◆ **Extrait du document**:
╔══

Notre principal dilemme et notre principale divergence fut à propos des techniques faisant appel à un donneur étranger au couple. Certains parmi nous insistaient sur le caractère « corporel » de la personne dans la Bible : l’intervention d’un tiers dans la filiation met en cause la dimension proprement génétique d’une parenté réduite à l’affectif, comme à l’inverse la responsabilité d’une parenté génétique rendue anonyme ; bref, il y avait chez ceux–là une grande réticence à l’égard des « dons » de sperme, d’ovules, d’embryons (les dissociations dans la filiation posant trop de problèmes). D’autres insistaient sur l’importance de la catégorie biblique d' »adoption »; nous trouvions peu biblique cette sacralisation de la filiation génétique, et inquiétante qu’elle apparaisse dans une société où l’on a tendance à superposer l’hérédité et l’héritage dans la même idolâtrie du patrimoine (dans une société si atomisée et mobile que la filiation génétique apparaît comme une sécurité identitaire); enfin nous trouvions que cela revenait « de facto » à condamner l’usage des techniques de procréation artificielle qui font presque toujours appel à un élément tiers. Le texte final porte encore la trace de ce dilemme, et l’on nous reprochera soit d’avoir été trop catholiques dans cette réticence, soit trop laxistes dans cette confiance à l’adoption affective. Peu importe d’ailleurs car les deux positions doivent se tenir en respect.

╚══

◆ **Informations fournies**:
╔══

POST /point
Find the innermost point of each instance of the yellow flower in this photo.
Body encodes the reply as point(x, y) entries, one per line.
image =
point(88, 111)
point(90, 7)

╚══

◆ **Travail demandé**:
A: Relevez dans l'extrait tous les types de « dons » envers lesquels certains exprimaient une grande réticence.
B: D'après l'extrait, sur quelle catégorie biblique d'autres membres du groupe insistaient-ils ?
Les enregistrements n'ont aucun rapport avec l'extrait.

◆ **Résultats attendus**:
A: Le sperme, les ovules, les embryons.

B: Sur la catégorie biblique d'« adoption ».